I would love to see some benchmarks, I love those kind of comarisons, they tell much more about GPU architctures and graphics workload than anything else. And yeah, I suggested exactly that procedure in the HD5xxx discussion thread to see if the HD5870 was memory bottlenecked, Zubasa even did some tests that "proved" that it's not. For the record, I have always defended that the HD5870 is not bottlenecked, but I do think this one might be, I'm not sure 100% but chances are high IMHO. That's the simpler explanation for the performance gap between HD5770 and HD4890 and I have always been a fan of Occam's Razor.


----------



## MKmods (Oct 13, 2009)

I hope Nvidia gets going on their next gen stuff. 

This 5770 looks like its gonna be spectacular if/when the price drops to the $100/110 range.


----------



## HTC (Oct 14, 2009)

Someone please correct me if i'm wrong but, as far as i know, there aren't official drivers for 5xx0 cards. If so, it stands to reason that performance should increase once such drivers are released and thus shrink / eliminate gaps between this card and 48x0 cards.


----------



## Steevo (Oct 14, 2009)

W1zzard said:


> as the page says: stock fan and voltage settings
> 
> not sure about dx11 yet .. how would i compare nv dx10 w/ ati dx 10.1 w/ ati dx 11 ?



Formulate a DX11 improvement/penalty bias based on ATI/NV cards that are capable. The new 10.1 NV cards suck donkey balls, but at least it is a starting point.

So Dirt 2 in DX10 5850 XXX FPS, DX 10.1 (if applicable) XXX FPS, DX11 XXX FPS.
On NV Hardware DX10 XXX FPS, DX 10.1 (if applicable) XXX FPS, assumed DX11 XXX FPS witha very restrictive trend line. Perhaps it might encourage NV to get you some hardware or performance numbers.

Do it enough and establish a trend. When NV gets their shit together they can join the party with accurate numbers.


----------



## Sasqui (Oct 14, 2009)

WOW... the price/perf ratio is good, the power consumption is in line with all other 5xxx cards, which is superb, OC which is great, but "your mileage will vary".

Requirement 1: Please reproduce everything in the graphics card forum thread from "So Dirt 2 in" down to "Sasqui (Oct 14, 2009)".

(Extracted data records)
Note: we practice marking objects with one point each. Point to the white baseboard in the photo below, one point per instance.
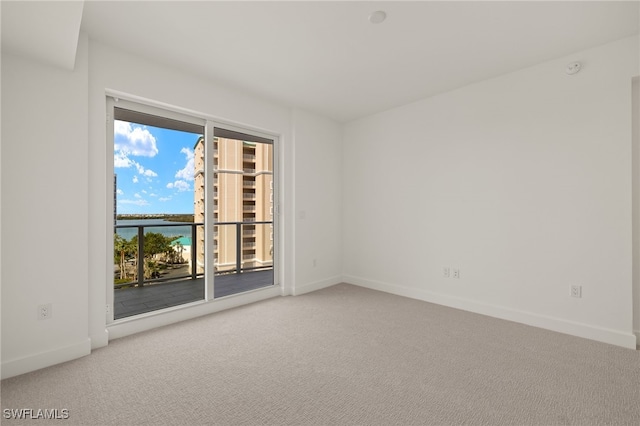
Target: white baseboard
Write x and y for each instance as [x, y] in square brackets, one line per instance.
[318, 285]
[30, 363]
[614, 337]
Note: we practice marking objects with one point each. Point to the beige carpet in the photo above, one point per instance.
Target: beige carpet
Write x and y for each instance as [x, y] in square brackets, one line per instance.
[345, 356]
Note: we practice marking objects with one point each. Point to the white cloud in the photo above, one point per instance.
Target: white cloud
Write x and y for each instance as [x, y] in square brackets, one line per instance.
[180, 185]
[121, 160]
[186, 173]
[143, 171]
[136, 202]
[134, 139]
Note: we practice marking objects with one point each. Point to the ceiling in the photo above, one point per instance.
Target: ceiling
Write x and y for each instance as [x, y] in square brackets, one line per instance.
[328, 58]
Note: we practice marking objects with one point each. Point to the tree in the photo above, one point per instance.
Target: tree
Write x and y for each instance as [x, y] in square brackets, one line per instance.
[122, 248]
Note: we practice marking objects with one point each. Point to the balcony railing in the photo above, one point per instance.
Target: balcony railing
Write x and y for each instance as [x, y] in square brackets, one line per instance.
[196, 254]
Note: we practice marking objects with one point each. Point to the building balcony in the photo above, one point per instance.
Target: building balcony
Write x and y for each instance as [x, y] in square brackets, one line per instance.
[155, 282]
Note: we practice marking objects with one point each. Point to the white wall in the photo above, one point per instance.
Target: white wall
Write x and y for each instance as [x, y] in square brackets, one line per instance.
[523, 182]
[56, 190]
[111, 69]
[44, 216]
[115, 70]
[318, 207]
[636, 205]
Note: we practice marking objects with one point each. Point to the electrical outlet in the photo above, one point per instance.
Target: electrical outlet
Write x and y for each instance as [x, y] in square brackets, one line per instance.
[45, 311]
[576, 291]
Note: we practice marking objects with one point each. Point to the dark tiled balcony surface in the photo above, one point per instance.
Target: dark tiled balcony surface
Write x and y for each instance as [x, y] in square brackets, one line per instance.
[134, 301]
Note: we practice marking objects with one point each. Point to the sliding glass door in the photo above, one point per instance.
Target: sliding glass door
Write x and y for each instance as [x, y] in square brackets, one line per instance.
[193, 209]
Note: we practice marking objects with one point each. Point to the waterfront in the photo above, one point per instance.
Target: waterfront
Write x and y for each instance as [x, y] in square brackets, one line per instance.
[168, 231]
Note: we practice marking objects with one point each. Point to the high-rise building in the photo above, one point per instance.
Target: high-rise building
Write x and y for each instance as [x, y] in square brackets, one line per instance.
[242, 201]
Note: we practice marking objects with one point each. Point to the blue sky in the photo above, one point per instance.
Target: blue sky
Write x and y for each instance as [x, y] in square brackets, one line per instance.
[154, 168]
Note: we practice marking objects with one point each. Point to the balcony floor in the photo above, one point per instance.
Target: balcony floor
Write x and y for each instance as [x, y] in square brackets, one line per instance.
[136, 300]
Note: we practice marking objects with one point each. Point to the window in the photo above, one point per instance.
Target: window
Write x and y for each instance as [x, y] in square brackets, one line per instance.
[191, 201]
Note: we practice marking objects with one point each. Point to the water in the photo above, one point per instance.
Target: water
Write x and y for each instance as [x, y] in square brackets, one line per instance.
[168, 231]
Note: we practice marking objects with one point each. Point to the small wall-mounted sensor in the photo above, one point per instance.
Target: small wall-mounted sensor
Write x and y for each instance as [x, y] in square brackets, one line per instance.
[573, 68]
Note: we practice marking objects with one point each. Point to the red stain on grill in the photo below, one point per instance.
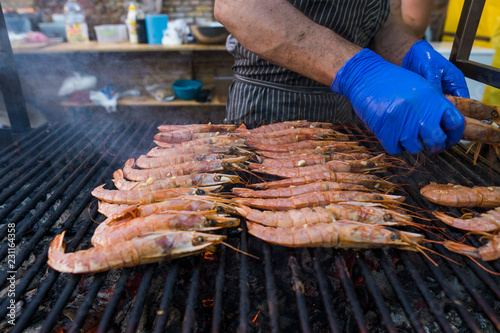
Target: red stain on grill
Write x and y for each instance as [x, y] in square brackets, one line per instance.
[207, 303]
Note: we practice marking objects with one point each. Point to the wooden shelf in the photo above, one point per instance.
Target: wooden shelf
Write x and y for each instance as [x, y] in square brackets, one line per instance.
[45, 48]
[145, 101]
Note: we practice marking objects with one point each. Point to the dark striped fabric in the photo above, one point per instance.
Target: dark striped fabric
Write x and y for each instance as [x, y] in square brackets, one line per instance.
[264, 93]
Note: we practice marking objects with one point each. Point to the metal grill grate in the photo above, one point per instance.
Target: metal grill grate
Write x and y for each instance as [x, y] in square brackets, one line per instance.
[46, 180]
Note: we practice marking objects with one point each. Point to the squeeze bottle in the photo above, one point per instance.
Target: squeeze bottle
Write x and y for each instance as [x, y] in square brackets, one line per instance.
[76, 27]
[132, 23]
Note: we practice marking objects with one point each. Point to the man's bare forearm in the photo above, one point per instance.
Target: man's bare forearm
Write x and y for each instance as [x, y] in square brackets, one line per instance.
[394, 38]
[279, 33]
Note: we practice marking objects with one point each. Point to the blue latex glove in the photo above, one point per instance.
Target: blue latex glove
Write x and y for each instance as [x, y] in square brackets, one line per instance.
[403, 109]
[446, 77]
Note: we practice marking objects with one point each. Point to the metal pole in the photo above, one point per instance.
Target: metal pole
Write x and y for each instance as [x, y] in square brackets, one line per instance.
[10, 85]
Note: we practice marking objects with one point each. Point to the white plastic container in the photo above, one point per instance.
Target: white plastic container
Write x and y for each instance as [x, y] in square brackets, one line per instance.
[132, 23]
[76, 26]
[111, 33]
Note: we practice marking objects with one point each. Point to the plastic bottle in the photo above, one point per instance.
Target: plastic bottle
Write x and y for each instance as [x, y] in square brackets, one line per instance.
[142, 35]
[132, 23]
[76, 27]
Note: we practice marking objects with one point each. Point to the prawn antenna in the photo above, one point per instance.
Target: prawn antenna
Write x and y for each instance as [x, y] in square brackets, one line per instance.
[422, 249]
[90, 215]
[240, 251]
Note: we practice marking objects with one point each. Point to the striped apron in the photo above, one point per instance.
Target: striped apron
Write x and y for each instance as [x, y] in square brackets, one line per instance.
[265, 93]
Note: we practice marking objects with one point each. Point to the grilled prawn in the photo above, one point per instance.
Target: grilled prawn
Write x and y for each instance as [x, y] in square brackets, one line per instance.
[146, 197]
[140, 250]
[180, 169]
[317, 199]
[462, 196]
[120, 231]
[489, 221]
[368, 181]
[366, 213]
[291, 191]
[341, 234]
[354, 166]
[194, 179]
[488, 252]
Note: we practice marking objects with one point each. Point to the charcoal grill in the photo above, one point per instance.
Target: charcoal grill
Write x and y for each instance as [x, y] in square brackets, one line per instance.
[45, 181]
[47, 178]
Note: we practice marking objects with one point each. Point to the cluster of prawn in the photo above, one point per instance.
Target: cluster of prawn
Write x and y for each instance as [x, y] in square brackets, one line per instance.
[486, 224]
[482, 123]
[161, 208]
[328, 197]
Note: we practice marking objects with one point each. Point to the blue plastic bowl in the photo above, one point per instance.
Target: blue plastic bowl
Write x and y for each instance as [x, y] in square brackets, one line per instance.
[187, 89]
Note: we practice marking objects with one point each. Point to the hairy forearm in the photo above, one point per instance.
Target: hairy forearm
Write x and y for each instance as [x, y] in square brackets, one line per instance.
[394, 38]
[279, 33]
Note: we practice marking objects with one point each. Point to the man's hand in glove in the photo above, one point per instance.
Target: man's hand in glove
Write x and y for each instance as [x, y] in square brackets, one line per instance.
[404, 110]
[446, 77]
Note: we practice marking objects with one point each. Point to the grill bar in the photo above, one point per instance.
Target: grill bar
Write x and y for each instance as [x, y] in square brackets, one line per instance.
[189, 315]
[438, 314]
[165, 300]
[399, 292]
[37, 180]
[243, 283]
[272, 301]
[115, 300]
[325, 294]
[298, 287]
[386, 317]
[218, 297]
[84, 310]
[140, 299]
[56, 312]
[351, 296]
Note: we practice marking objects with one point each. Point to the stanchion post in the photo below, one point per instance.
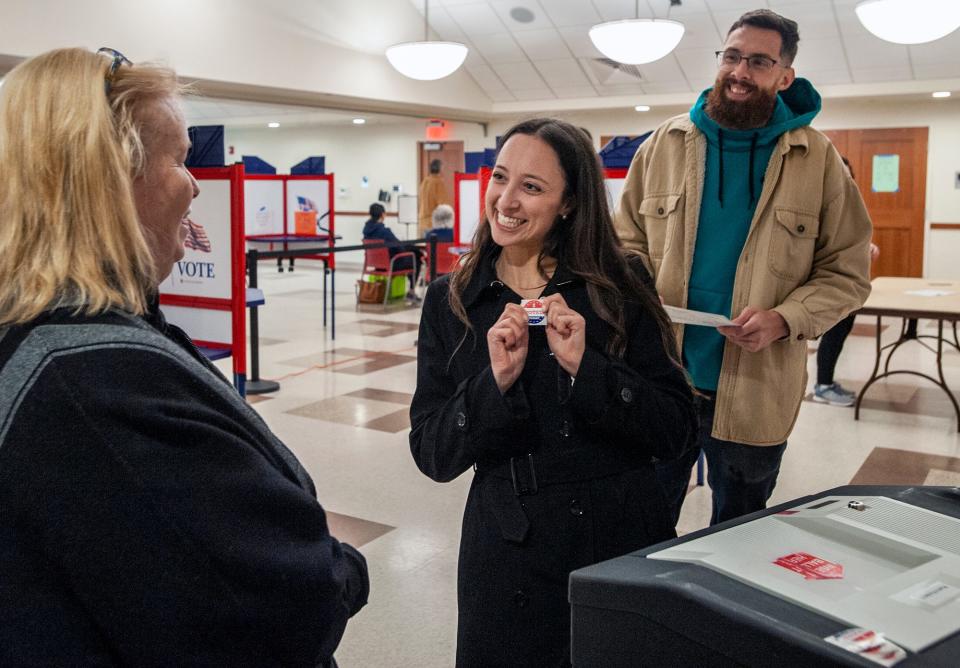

Requirement 2: List every line of the records that contains the word "carpet". Match it with the same capitalization.

Task response 1:
So Dirt 2 in DX10 5850 XXX FPS, DX 10.1 (if applicable) XXX FPS, DX11 XXX FPS.
On NV Hardware DX10 XXX FPS, DX 10.1 (if applicable) XXX FPS, assumed DX11 XXX FPS witha very restrictive trend line. Perhaps it might encourage NV to get you some hardware or performance numbers.

Do it enough and establish a trend. When NV gets their shit together they can join the party with accurate numbers.


----------



## Sasqui (Oct 14, 2009)

Task response 2:
Note: we practice marking objects with one point each. Point to the beige carpet in the photo above, one point per instance.
Target: beige carpet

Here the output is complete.